SELECTED EXTRACT:
# Electric Or Gas Golf Cart?



## sassyjvg

I am in the market to purchase a golf cart but am unsure whether to go with gas or electric. Which did you decide on and why?


----------



## CamperAndy

Is this for golfing or camping?

Golf course, electric only.

Camping ,electric first gas second.

As you can see I lean to electric, no where near the same noise level is the main reason.

Now I would also consider on if they are new or used and if there was a significant difference in price. As these could play into the decision.


----------



## LaydBack

Andy, that's my wife, and we'd basically be taking it camping and using it around the house. I've seen people on here complaining about the noise the carts make, but after going to a dealer and hearing both, I know we've gone to places where the the staff drives gas carts. We were just curious as to what type of carts fellow Outbackers take camping with them.


----------



## Y-Guy

Many parks will not allow Golf Carts, those that do may restrict to Electric just due to the noise. If they allow electric ones then some folks will try to bring in their ATV/UTV so seems many are stating electric only. Don't assume that because they allow staff to buzz around they will allow you to as well. If you have some regular campground you go to, call around and see what they allow or don't allow. Many of the larger, and more exclusive RV resorts have posted policies. Unless you need to take it off road, electric will tend to be your safer bet to be allowed, as quiet as the gas ones are they are still not as quiet as electric.

DATA RECORDS:
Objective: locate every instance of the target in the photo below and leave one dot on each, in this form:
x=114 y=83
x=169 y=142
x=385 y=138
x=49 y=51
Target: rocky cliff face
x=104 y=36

==

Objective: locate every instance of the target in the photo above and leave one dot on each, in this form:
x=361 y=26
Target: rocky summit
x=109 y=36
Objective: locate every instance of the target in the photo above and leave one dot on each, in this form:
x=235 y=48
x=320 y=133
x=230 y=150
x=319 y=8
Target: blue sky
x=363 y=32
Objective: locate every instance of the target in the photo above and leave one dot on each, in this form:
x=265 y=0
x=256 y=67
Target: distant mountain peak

REQUIRED ACTIONS:
a. Can you restate the paragraph in the golf cart thread that begins "Many parks will not allow Golf Carts" as a short list that keeps its main facts?
b. Can you update the golf cart thread by giving the part that opens with the words containing "## LaydBack" and closes with "camping with them." again, with "dealer" replaced by "showroom"?
c. Do the following statements agree with the golf cart thread? Answer yes or no for each, quoting the deciding words. (i) CamperAndy would pick only electric for use on a golf course. (ii) LaydBack plans to use the cart mainly on a golf course. (iii) Y-Guy says gas carts are as quiet as electric ones.

THE REPLIES:
a.
- Many parks don't allow golf carts, and those that do may allow only electric ones because of noise.
- Parks that allow electric carts may find people trying to bring in ATVs/UTVs, so many state "electric only."
- Staff driving carts around a park doesn't mean guests may do the same.
- If you go to a regular campground, call to find out what they allow.
- Many larger, more exclusive RV resorts post their policies.
- Unless you need to go off road, electric is the safer bet to be allowed, since even quiet gas carts are louder than electric ones.

b.
## LaydBack

Andy, that's my wife, and we'd basically be taking it camping and using it around the house. I've seen people on here complaining about the noise the carts make, but after going to a showroom and hearing both, I know we've gone to places where the the staff drives gas carts. We were just curious as to what type of carts fellow Outbackers take camping with them.

c.
(i) Yes: "Golf course, electric only."
(ii) No: "we'd basically be taking it camping and using it around the house"
(iii) No: "as quiet as the gas ones are they are still not as quiet as electric."